* [EXERCISE PROMPT] From the entries provided below, copy each line that contains the word "lawn".

* [PROVIDED DATA]
---------------
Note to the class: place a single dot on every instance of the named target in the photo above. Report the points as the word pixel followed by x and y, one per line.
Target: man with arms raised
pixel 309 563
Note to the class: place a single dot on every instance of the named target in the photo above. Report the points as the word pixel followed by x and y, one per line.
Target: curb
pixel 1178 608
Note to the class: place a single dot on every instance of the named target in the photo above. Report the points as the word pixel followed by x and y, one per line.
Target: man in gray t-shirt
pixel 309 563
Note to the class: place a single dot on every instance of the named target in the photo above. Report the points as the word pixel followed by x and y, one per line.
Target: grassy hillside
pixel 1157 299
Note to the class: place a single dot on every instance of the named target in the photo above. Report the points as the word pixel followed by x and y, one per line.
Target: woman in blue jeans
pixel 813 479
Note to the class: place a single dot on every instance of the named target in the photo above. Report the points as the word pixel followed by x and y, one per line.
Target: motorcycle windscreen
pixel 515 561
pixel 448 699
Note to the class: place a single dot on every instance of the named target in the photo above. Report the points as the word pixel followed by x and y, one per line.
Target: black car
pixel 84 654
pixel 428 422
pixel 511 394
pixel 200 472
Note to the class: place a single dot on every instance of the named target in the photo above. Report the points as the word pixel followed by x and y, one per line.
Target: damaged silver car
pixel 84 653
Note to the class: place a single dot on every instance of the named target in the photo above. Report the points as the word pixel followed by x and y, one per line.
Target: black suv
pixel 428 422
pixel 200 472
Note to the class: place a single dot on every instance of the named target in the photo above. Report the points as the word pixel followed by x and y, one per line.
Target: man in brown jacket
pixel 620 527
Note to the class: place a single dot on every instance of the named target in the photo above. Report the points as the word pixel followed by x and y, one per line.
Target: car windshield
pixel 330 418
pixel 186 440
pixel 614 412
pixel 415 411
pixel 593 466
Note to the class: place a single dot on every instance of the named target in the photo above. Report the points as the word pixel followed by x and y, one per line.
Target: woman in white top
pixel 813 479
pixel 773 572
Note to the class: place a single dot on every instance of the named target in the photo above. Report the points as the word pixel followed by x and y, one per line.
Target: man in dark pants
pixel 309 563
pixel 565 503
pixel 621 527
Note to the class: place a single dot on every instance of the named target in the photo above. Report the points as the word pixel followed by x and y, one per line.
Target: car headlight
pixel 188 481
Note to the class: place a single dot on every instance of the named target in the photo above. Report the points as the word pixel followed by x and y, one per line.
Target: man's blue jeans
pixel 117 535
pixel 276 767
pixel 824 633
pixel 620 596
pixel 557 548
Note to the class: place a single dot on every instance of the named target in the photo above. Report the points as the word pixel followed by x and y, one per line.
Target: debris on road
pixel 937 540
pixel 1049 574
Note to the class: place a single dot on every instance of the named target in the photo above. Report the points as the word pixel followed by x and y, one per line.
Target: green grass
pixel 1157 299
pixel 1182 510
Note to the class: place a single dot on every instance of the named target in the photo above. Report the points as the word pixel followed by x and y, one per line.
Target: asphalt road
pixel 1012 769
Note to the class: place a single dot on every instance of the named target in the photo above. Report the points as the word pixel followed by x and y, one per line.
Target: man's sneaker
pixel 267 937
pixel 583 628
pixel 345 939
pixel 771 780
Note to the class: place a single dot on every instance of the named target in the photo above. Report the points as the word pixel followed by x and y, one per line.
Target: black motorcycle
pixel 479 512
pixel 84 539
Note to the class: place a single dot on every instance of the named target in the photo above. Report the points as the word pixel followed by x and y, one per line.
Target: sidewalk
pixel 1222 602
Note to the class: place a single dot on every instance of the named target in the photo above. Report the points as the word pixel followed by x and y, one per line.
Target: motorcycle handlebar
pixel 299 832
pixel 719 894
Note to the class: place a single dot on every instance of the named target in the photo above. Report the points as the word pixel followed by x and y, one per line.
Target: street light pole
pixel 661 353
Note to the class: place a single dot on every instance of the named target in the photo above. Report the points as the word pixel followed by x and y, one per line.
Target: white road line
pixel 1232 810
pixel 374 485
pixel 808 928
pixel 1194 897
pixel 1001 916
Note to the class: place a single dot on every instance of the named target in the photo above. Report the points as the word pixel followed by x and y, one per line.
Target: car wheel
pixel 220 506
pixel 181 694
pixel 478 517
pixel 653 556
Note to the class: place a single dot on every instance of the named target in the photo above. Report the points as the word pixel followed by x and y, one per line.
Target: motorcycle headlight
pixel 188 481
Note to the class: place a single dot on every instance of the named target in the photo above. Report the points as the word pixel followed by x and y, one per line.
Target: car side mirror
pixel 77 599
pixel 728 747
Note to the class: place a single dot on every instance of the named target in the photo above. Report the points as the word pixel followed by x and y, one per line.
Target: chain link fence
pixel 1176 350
---------------
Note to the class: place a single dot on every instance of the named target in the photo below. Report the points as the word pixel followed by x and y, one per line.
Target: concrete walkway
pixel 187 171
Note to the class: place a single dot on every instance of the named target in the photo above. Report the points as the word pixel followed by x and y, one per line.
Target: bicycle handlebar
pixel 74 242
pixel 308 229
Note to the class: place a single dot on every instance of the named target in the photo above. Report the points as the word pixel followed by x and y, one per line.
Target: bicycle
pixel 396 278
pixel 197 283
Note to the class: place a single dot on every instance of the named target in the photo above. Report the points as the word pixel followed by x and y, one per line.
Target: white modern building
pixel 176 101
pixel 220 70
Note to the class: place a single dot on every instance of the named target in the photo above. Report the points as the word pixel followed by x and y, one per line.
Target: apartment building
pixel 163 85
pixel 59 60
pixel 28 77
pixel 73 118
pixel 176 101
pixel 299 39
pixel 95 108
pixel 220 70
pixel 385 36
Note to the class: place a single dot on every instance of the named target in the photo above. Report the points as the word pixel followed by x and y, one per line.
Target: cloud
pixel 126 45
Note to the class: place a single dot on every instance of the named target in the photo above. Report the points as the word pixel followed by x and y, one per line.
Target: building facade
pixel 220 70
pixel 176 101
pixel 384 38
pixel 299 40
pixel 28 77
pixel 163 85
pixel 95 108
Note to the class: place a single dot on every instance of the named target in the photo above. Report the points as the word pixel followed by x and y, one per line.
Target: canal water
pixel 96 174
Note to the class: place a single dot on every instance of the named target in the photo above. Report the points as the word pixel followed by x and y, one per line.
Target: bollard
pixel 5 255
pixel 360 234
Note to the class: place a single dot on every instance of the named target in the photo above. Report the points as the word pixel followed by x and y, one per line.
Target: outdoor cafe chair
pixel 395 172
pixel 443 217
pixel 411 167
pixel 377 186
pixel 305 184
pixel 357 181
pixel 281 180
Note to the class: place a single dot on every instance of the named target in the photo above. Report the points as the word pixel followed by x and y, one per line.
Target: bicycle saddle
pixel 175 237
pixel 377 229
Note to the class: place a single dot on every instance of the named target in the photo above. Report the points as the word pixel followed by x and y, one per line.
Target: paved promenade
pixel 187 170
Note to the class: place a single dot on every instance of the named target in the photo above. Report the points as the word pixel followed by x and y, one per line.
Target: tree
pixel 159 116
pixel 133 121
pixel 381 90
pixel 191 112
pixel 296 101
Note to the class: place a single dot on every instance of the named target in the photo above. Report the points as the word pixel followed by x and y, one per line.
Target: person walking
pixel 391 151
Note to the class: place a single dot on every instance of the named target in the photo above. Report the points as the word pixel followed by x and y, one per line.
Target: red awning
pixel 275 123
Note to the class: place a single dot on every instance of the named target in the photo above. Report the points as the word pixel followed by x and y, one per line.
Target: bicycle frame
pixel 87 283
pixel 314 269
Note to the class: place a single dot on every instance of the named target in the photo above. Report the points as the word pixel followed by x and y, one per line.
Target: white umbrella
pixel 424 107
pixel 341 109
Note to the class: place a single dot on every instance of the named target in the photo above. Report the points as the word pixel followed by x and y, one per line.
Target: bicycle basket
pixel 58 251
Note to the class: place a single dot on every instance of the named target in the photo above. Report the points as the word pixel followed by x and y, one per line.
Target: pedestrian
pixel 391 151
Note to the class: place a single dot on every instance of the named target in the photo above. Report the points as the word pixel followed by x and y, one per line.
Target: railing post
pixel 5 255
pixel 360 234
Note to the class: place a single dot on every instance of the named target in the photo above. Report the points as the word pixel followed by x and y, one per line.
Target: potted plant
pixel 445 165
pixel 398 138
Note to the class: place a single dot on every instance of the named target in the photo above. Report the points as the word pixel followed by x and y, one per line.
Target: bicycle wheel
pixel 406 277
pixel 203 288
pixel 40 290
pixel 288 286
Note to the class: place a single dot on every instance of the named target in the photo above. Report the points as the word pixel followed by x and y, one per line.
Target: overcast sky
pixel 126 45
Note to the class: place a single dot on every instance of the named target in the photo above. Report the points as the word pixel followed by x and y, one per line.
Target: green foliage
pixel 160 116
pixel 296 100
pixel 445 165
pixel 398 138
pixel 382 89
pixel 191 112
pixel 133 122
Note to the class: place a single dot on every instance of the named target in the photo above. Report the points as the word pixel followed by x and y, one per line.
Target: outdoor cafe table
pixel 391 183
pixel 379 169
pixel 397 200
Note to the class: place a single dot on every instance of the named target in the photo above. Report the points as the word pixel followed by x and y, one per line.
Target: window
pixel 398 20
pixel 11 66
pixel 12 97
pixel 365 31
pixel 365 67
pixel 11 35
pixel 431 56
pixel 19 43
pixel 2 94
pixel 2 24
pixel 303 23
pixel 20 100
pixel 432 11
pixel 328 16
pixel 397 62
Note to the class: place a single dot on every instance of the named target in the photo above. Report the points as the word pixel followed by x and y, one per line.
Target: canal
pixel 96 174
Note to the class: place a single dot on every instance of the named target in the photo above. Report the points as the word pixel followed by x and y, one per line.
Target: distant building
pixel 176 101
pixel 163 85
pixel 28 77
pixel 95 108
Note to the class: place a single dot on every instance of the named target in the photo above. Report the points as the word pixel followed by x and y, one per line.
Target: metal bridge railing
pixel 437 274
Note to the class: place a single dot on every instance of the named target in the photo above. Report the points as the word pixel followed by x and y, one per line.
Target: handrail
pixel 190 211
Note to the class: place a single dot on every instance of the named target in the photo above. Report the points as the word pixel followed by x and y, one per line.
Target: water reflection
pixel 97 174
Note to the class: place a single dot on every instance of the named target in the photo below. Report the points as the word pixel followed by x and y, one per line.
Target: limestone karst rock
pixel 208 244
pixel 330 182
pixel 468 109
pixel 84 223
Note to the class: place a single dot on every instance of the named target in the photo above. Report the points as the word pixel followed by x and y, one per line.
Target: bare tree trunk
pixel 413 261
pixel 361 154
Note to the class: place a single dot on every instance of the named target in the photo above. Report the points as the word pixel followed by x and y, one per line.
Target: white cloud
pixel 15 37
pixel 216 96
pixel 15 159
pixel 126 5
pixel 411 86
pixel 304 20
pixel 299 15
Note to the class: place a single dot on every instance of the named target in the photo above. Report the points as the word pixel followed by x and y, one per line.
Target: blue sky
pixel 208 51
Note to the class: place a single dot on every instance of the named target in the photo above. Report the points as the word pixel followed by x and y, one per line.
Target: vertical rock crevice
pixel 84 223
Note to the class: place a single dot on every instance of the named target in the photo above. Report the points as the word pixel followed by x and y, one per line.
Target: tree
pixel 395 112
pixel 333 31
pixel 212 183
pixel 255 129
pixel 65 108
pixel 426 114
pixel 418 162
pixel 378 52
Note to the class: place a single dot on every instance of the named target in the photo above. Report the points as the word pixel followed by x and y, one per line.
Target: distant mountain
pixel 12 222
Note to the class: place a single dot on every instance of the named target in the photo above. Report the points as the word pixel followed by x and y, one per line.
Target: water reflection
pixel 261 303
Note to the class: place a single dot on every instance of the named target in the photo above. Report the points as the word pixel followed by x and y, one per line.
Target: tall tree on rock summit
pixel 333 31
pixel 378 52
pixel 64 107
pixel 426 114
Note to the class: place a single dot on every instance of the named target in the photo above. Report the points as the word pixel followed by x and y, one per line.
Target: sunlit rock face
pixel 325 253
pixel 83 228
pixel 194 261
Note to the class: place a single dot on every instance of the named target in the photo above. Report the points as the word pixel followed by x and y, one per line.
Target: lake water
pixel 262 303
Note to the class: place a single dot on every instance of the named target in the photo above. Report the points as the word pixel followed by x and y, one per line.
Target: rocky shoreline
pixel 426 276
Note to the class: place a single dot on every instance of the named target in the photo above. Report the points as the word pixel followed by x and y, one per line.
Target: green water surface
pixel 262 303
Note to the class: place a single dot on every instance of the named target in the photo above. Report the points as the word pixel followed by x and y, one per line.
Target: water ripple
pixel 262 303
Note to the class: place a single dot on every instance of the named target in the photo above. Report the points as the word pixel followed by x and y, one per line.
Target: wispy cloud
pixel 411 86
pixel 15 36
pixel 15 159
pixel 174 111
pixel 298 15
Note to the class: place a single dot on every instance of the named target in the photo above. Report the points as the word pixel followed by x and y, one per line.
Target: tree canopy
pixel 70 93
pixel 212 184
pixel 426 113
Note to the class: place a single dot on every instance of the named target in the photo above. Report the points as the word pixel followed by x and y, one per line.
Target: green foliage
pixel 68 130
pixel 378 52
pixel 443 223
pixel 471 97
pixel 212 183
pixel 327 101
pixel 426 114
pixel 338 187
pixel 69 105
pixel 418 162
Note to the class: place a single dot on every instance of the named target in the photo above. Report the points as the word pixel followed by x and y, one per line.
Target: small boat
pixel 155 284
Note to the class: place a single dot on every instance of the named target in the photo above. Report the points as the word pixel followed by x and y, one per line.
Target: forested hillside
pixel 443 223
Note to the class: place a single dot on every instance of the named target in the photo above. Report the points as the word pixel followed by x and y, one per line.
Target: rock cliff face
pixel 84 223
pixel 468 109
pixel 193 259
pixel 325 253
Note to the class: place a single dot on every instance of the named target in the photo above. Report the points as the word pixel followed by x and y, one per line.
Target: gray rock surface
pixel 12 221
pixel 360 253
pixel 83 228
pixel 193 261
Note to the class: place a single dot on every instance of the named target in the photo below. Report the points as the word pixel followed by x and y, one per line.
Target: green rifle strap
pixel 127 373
---------------
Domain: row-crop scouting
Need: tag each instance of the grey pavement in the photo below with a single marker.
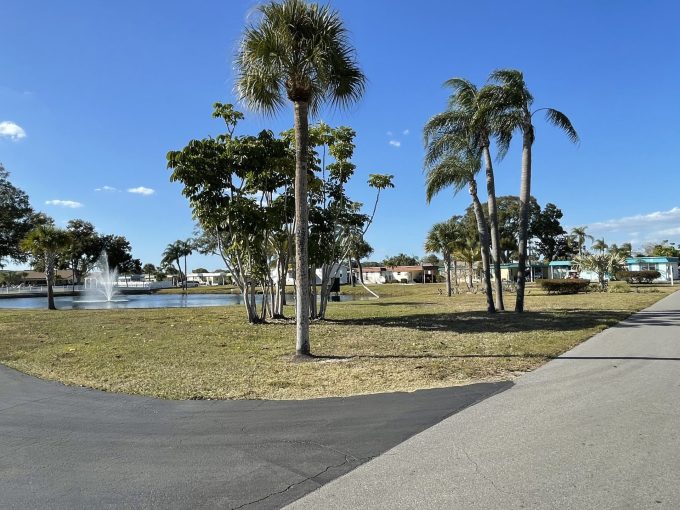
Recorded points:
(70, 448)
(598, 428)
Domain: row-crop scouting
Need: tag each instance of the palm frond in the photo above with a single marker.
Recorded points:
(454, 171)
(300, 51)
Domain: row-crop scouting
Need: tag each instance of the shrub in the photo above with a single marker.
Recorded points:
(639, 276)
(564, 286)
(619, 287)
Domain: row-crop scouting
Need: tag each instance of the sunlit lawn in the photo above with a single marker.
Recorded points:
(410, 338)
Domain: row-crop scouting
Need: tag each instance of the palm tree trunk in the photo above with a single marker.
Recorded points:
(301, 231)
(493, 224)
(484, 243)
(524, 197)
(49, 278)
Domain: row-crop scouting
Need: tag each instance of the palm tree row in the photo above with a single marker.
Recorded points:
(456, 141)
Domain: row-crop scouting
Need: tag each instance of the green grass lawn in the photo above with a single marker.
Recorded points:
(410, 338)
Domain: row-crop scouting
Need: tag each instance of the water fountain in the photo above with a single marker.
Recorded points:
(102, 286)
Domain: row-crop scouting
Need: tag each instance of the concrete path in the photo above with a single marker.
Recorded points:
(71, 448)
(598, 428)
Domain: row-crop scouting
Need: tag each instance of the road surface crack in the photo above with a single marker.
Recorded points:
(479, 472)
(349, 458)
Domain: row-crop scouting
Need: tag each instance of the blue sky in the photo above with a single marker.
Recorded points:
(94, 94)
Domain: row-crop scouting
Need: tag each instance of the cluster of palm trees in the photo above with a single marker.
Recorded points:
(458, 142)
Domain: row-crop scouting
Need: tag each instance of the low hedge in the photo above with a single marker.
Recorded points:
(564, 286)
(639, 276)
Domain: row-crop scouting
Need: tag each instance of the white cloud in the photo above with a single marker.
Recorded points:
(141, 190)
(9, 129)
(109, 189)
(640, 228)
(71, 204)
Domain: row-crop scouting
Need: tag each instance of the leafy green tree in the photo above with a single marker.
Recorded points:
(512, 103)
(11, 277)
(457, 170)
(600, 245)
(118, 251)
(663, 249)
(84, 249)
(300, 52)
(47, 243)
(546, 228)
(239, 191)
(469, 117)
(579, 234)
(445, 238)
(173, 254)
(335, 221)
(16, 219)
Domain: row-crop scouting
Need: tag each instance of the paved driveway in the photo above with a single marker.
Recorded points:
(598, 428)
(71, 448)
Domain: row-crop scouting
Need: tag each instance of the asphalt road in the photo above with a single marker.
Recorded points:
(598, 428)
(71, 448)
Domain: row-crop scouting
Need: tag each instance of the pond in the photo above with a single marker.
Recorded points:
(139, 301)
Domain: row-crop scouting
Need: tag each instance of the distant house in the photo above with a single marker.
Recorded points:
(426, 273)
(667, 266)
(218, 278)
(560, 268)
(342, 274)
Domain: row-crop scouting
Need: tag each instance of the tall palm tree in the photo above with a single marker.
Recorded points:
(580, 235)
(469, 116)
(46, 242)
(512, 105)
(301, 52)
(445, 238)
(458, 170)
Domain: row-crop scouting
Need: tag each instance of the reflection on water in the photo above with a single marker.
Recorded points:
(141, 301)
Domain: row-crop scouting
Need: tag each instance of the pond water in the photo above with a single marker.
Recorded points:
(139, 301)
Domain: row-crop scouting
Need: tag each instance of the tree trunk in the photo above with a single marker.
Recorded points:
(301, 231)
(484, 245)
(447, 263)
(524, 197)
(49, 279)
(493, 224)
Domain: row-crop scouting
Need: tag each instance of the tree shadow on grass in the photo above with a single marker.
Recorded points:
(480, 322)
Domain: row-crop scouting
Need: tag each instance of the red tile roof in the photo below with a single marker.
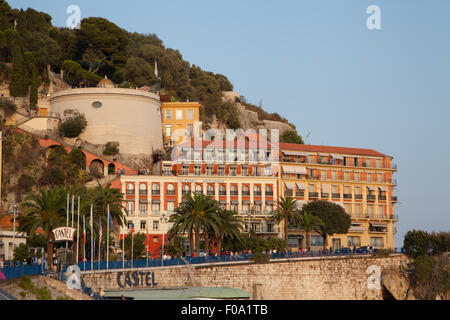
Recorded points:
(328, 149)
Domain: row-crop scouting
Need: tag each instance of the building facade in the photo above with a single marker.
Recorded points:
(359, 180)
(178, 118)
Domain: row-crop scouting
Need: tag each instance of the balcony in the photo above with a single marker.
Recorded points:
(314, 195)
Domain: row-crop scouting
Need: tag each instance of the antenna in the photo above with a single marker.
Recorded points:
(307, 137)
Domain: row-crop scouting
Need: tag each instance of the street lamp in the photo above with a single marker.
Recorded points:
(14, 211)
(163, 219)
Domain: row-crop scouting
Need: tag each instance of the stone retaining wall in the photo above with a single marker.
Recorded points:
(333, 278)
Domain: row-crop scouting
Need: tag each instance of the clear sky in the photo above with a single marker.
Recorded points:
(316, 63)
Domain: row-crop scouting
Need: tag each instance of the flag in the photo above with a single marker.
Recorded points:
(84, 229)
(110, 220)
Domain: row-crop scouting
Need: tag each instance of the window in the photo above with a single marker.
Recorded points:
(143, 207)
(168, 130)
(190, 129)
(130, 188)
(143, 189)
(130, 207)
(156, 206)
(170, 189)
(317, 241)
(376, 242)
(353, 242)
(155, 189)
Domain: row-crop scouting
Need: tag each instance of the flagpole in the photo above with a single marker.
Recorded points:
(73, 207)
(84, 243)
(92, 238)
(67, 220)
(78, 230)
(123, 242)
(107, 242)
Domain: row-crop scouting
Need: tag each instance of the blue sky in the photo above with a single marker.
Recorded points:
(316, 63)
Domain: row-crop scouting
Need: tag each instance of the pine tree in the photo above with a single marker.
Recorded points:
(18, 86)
---------------
* [RESPONSE TO THIS TASK]
Need: tag each instance of the sunlit lawn in the photo above with a single marker.
Need: tag each instance of the green grass lawn in the photo above with a single marker.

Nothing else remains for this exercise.